Print the entries exactly; skip the pictures.

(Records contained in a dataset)
<<<<

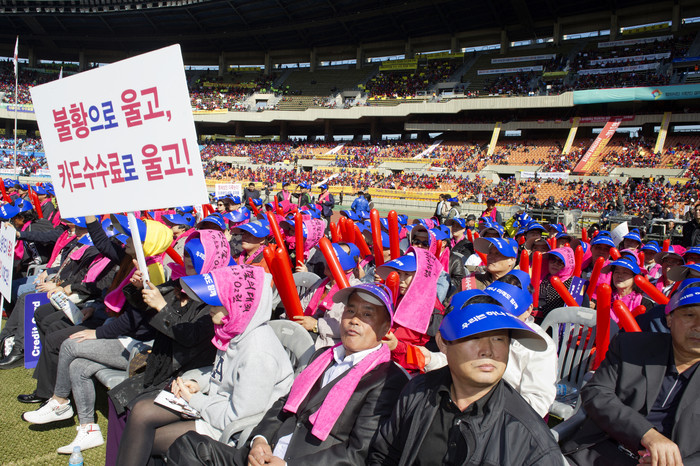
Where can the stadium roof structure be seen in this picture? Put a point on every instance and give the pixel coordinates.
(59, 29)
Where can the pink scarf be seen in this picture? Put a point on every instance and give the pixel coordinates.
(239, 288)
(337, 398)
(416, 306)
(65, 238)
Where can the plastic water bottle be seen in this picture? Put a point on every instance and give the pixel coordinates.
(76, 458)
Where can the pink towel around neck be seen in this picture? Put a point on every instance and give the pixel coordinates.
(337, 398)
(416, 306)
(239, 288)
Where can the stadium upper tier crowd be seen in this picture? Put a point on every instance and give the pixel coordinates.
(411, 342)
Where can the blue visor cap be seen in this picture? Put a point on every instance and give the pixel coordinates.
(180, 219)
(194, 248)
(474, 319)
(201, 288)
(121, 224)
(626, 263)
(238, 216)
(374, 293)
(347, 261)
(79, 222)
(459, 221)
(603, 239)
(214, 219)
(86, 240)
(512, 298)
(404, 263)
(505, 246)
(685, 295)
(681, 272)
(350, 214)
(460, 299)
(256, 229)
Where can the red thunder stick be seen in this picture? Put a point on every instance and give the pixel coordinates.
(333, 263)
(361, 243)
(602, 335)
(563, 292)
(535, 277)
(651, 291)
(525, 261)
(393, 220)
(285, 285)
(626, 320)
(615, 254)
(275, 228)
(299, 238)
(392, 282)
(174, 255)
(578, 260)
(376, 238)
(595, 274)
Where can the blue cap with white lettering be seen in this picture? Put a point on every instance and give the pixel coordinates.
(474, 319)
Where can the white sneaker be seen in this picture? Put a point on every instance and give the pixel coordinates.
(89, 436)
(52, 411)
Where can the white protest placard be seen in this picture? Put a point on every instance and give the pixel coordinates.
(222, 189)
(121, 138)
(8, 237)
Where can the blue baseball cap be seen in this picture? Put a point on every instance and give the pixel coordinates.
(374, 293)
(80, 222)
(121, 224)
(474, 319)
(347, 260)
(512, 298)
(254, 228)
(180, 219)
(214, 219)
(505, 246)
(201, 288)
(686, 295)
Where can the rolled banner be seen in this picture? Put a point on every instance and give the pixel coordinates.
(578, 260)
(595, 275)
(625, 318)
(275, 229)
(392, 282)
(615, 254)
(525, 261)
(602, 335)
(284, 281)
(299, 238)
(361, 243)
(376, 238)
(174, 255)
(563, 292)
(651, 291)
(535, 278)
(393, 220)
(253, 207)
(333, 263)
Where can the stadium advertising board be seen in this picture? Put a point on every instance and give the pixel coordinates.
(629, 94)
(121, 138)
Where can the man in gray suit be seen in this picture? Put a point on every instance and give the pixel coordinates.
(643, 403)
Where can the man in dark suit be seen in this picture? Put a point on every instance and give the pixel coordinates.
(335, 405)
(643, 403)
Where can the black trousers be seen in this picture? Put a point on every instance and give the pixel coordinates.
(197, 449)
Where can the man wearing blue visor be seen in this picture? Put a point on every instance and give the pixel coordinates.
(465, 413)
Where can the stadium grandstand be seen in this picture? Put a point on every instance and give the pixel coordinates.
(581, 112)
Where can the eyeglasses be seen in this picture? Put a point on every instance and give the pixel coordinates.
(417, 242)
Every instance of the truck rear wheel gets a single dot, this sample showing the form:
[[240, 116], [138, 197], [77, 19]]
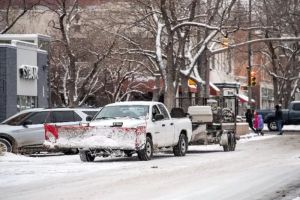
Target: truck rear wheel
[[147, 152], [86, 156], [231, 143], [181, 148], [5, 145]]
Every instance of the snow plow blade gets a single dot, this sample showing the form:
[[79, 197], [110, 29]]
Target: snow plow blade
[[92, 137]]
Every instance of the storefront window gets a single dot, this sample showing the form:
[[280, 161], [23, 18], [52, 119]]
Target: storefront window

>>>>

■ Response area:
Where can the stadium roof structure be seen in this picture? Put a point on every instance and give the pixel coordinates.
(59, 29)
Where can the pink scarf be seen in this picture? Put a point on every instance and give the pixel coordinates.
(239, 288)
(337, 398)
(416, 306)
(65, 238)
Where can the plastic water bottle be seen in this picture? Put a point on every instance and give the pixel coordinates.
(76, 458)
Where can the pink towel around neck be seen in this picture? Put a point on every instance and give the pixel coordinates.
(337, 398)
(416, 306)
(239, 288)
Where can the stadium upper tier crowd be seen in this picture? Put a point on every instance and give the pixel coordinates.
(411, 342)
Where can the blue visor cap be seen in this picture? Put a point on every instance and give the pixel coordinates.
(180, 219)
(194, 248)
(474, 319)
(201, 288)
(121, 224)
(626, 263)
(238, 216)
(374, 293)
(347, 261)
(79, 222)
(459, 221)
(603, 239)
(214, 219)
(86, 240)
(512, 298)
(404, 263)
(505, 246)
(685, 295)
(681, 272)
(350, 214)
(460, 299)
(256, 229)
Where can the red thunder stick be seen in this picture? Put a point on every instance and give the pixel coordinates.
(333, 263)
(361, 243)
(602, 335)
(563, 292)
(535, 277)
(651, 291)
(525, 261)
(393, 220)
(285, 285)
(626, 320)
(615, 254)
(275, 228)
(299, 238)
(392, 282)
(174, 255)
(578, 260)
(376, 238)
(595, 274)
Where can the blue cap with white lettering be seen in this picture? Put a point on every instance and give the pixel coordinates.
(474, 319)
Where can the white sneaker be seen in this picture? Put a point on every instance and give the pixel coordinates.
(89, 436)
(52, 411)
Where can the white protest placard be seen in this picture? Put a point on every instance and give the pixel coordinates.
(222, 189)
(121, 138)
(8, 237)
Where can the blue baseball cap be seen in this picture? Put a point on every instance and give the pixel coordinates.
(374, 293)
(80, 222)
(121, 224)
(474, 319)
(347, 260)
(512, 298)
(254, 228)
(180, 219)
(214, 219)
(505, 246)
(201, 288)
(686, 295)
Where can the rolled banner be seen in this picture? Put a point on every instance and give the pixel coordinates.
(578, 260)
(595, 275)
(625, 318)
(275, 229)
(392, 282)
(615, 254)
(525, 261)
(602, 335)
(284, 281)
(299, 238)
(361, 243)
(376, 238)
(174, 255)
(563, 292)
(651, 291)
(535, 278)
(393, 220)
(253, 207)
(333, 263)
Where can the stadium advertising board be seen in this picture? Put a point on every instance and give the pixel coordinates.
(629, 94)
(121, 138)
Where can the man in gray suit be seen in this picture? Put a point on every instance and give the pixel coordinates.
(643, 403)
Where can the man in dark suit be seen in this picture? Put a point on every instance and give the pixel coordinates.
(335, 405)
(643, 403)
Where can the black trousers be seen in this picture? Put a point on every instance and give the pixel coordinates.
(197, 449)
Where can the man wearing blue visor be seen in this picture? Put a point on every instance and give the pixel coordinates.
(465, 413)
Where can the stadium grandstand be seen in this picture? Put a point on every instance and give the pixel coordinates.
(581, 112)
Where can the eyeglasses be seen in this picture? Put a point on every instance and give the pixel coordinates.
(417, 242)
Every instance of the truck rear wheel gets a single dot, this sample showing the form:
[[240, 116], [138, 197], [77, 19]]
Target: truck rear wheel
[[147, 152], [86, 156], [231, 143], [181, 148], [5, 145]]
Every instance of the snow plow blade gets a single dot, this sample showing the form:
[[79, 197], [110, 29]]
Target: snow plow blade
[[92, 137]]
Every instance of the storefront window gets a single dot, this sample showing the form:
[[280, 161], [23, 18], [52, 119]]
Target: storefront window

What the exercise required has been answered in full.